Everything from the line holding "Practice step: locate the red truck" through the final line of the entries below is to be duplicated exactly, and nothing outside that span.

● PROVIDED DATA:

-- Opening Marker --

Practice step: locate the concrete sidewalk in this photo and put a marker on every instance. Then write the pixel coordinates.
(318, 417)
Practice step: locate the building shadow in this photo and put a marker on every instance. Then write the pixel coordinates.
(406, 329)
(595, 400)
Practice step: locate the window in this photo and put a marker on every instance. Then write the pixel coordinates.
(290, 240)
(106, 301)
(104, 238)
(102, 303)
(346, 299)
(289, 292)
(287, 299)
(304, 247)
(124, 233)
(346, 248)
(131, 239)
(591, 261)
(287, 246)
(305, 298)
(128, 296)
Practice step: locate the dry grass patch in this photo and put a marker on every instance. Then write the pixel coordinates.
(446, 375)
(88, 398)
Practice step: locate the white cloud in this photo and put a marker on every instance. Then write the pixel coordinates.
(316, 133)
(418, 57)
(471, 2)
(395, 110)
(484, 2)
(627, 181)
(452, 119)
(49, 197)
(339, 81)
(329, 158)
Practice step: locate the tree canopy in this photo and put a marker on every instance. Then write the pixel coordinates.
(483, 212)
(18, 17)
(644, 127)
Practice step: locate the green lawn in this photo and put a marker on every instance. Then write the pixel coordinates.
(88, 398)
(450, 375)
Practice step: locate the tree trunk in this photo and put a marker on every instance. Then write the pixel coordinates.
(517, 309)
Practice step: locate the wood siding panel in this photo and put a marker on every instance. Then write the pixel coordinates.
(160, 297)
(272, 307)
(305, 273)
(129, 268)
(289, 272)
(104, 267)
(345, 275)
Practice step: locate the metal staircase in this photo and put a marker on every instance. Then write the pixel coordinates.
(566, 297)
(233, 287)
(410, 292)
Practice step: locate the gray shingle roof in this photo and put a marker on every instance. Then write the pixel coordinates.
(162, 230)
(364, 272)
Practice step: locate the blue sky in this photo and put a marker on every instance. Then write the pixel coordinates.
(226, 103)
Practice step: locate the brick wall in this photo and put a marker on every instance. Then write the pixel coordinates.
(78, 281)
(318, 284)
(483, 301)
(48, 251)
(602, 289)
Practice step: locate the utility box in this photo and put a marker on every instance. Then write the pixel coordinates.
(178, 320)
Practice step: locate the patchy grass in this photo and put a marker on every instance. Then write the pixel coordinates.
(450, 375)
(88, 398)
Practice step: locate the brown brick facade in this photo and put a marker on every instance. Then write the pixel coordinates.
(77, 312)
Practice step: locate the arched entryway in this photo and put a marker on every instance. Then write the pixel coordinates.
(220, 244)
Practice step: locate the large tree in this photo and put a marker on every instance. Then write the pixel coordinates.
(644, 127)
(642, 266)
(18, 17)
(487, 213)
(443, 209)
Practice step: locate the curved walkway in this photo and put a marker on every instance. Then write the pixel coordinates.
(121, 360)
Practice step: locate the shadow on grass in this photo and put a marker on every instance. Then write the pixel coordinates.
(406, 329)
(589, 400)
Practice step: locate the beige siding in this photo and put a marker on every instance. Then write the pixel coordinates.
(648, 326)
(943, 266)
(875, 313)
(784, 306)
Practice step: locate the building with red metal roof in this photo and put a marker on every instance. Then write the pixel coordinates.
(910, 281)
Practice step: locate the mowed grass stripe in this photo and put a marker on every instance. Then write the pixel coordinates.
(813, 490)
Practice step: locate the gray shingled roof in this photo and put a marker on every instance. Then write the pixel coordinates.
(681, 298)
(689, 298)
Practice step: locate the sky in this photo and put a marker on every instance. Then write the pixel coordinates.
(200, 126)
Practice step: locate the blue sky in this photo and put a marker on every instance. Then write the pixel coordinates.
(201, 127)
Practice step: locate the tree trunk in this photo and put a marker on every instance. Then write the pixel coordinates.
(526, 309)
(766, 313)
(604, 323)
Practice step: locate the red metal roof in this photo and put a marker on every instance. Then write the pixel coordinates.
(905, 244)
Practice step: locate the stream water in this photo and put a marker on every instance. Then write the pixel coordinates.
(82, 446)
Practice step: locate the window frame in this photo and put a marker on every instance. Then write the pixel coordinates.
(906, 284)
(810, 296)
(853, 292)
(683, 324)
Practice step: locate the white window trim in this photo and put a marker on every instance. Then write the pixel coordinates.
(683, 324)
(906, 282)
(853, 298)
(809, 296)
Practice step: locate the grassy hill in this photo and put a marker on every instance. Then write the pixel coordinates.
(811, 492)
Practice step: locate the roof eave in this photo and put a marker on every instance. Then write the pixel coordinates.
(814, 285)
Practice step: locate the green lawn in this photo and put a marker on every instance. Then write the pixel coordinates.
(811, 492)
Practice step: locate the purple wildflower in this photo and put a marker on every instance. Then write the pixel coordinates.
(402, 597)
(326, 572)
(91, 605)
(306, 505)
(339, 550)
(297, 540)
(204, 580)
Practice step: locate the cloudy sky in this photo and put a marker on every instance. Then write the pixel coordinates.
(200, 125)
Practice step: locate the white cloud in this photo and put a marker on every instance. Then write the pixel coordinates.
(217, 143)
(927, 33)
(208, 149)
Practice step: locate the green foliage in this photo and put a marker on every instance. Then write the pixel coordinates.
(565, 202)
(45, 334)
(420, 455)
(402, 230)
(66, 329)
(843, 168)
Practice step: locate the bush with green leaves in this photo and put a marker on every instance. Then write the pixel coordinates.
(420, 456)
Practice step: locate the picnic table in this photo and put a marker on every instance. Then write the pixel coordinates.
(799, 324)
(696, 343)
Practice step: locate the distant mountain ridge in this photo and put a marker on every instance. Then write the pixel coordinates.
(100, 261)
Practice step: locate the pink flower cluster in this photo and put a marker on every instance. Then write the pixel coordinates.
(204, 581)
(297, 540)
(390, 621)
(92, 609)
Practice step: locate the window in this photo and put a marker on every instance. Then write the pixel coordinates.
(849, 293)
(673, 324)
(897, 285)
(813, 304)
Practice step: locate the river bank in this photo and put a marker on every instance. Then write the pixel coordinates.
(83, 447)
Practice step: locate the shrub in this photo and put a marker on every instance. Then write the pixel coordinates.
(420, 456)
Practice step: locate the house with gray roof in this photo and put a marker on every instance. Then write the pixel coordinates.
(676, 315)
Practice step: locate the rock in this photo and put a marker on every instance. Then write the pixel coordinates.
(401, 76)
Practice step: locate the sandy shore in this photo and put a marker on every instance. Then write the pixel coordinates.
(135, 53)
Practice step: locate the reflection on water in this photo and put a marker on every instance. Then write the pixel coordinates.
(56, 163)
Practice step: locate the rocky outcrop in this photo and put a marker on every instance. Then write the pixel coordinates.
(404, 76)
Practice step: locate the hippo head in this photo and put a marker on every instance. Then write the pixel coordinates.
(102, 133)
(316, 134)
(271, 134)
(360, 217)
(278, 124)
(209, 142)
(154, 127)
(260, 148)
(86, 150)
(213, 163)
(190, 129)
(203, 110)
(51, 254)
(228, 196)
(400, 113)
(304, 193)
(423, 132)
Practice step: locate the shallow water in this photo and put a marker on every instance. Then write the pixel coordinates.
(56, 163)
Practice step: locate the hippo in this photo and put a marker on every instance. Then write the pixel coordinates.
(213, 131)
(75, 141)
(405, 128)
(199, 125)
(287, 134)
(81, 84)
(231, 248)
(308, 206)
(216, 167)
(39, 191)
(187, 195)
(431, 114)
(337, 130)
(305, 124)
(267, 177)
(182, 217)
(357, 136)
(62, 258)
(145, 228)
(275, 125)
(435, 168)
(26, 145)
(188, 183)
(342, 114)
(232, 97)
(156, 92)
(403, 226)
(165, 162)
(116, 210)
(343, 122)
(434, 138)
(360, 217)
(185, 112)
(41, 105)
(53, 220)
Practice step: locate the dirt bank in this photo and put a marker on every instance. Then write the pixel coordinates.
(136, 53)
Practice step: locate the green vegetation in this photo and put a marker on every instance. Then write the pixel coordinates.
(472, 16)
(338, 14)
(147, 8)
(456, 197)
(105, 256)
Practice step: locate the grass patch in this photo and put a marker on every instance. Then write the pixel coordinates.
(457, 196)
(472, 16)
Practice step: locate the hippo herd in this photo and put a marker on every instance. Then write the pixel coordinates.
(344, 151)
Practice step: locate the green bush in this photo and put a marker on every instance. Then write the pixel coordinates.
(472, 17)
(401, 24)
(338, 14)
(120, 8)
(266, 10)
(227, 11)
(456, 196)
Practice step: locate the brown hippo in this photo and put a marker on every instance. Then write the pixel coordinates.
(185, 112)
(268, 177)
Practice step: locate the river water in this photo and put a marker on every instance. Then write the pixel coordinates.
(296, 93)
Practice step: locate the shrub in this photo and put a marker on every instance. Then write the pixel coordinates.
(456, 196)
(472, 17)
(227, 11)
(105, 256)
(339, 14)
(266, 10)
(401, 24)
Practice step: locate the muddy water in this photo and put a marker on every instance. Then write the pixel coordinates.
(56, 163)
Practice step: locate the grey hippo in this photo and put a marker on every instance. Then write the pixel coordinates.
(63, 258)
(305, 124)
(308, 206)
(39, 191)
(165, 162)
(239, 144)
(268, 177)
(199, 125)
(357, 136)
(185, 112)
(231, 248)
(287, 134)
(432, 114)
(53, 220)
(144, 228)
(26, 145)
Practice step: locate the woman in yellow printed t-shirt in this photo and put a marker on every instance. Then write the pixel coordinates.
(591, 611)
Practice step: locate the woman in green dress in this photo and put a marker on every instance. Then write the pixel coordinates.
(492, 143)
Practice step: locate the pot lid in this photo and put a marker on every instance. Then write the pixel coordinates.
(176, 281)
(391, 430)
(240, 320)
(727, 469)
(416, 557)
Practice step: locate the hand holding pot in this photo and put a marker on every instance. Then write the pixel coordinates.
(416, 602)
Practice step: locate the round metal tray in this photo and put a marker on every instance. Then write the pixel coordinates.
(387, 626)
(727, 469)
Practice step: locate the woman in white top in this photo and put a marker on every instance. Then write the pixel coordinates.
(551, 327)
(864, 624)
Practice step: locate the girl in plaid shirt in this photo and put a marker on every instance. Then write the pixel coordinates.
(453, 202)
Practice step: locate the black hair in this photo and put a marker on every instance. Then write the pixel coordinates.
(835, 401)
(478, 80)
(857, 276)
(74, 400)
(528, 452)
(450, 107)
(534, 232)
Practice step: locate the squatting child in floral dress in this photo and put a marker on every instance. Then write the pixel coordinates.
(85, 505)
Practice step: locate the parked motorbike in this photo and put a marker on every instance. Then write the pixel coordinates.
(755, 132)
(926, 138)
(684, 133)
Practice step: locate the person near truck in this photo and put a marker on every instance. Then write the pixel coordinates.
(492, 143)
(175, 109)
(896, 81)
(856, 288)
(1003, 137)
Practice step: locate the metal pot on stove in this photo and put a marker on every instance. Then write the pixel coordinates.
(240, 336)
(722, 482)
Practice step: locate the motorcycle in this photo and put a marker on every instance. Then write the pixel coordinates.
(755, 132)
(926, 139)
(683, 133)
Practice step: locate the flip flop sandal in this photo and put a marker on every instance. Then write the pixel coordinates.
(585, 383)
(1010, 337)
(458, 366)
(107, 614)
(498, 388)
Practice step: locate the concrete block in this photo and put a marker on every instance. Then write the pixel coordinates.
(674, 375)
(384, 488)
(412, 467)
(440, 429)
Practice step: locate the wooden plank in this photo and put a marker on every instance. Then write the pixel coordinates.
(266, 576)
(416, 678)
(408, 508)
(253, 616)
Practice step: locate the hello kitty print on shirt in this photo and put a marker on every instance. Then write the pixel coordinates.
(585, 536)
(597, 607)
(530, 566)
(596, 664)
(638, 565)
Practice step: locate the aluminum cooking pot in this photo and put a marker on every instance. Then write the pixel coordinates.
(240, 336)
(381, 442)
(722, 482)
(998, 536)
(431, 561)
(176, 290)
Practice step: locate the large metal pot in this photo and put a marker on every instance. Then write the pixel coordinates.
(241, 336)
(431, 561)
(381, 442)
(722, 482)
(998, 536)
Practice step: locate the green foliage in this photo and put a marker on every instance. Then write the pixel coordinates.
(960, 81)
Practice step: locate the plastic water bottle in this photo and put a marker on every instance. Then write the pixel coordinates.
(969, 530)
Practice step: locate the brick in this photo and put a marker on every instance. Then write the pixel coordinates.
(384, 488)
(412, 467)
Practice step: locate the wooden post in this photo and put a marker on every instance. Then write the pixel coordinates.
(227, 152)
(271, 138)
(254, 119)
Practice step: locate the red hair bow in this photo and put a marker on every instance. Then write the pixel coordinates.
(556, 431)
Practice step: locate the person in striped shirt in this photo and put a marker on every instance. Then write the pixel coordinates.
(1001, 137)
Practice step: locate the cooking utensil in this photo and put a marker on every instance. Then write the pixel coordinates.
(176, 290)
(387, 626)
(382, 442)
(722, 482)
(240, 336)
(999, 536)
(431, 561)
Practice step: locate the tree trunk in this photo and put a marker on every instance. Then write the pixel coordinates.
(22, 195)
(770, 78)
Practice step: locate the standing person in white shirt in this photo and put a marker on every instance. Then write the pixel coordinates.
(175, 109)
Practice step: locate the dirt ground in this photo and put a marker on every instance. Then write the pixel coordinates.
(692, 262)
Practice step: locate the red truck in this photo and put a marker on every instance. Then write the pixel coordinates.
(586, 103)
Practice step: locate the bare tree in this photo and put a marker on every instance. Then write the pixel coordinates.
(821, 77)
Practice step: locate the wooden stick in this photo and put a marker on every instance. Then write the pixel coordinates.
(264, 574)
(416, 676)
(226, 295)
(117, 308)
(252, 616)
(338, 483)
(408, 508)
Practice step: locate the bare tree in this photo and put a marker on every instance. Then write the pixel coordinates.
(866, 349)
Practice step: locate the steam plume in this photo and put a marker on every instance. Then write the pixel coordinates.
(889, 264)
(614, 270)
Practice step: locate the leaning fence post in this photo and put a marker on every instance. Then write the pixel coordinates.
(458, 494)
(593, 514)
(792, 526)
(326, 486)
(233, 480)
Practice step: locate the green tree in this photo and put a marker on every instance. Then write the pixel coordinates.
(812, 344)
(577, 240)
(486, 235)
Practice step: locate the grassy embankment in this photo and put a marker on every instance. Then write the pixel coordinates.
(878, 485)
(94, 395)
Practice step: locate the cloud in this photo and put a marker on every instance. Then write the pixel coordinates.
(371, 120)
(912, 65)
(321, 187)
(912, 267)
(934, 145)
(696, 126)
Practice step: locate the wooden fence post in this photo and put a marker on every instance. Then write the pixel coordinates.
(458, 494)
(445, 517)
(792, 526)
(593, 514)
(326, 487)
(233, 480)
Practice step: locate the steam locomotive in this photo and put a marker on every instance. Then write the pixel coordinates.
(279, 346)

-- Closing Marker --

● EXERCISE SOLUTION:
Practice step: locate the red truck in this photo and put a marker on every instance. Then write the pixel coordinates.
(586, 103)
Practice step: locate the bare tree in this photo and put a marker on every instance. Then write the pixel coordinates.
(821, 77)
Practice step: locate the wooden stick in this photo and put a marker on every instance. Then write the pixel coordinates.
(264, 574)
(416, 676)
(226, 295)
(117, 308)
(252, 616)
(338, 483)
(408, 508)
Practice step: locate the bare tree in this photo and put a marker on every instance. Then write the pixel coordinates.
(866, 349)
Practice step: locate the steam plume in this photo and put a marker on every instance. Then write the pixel coordinates.
(889, 264)
(614, 270)
Practice step: locate the leaning fence post in this photo and put a marker on every instance. Then write the pixel coordinates.
(458, 494)
(593, 514)
(792, 526)
(326, 486)
(233, 480)
Practice step: locate the green tree in this photo and put a marker on every instance. Then write the pixel coordinates.
(812, 344)
(577, 240)
(486, 235)
Practice step: locate the grassy embankment in this photo and put a marker on every instance. Then write the pixel coordinates.
(878, 485)
(94, 395)
Practice step: locate the cloud in this photo and put a marker on every instance. Then write the pixel coordinates.
(371, 120)
(912, 65)
(321, 187)
(912, 267)
(934, 145)
(696, 126)
Practice step: locate the wooden fence post in this photo and put a marker on every instance. Then write the pixel coordinates.
(458, 494)
(445, 517)
(792, 526)
(593, 514)
(326, 487)
(233, 480)
Practice step: locate the steam locomotive in this photo and put a marker on every instance. Then write the pixel coordinates.
(279, 346)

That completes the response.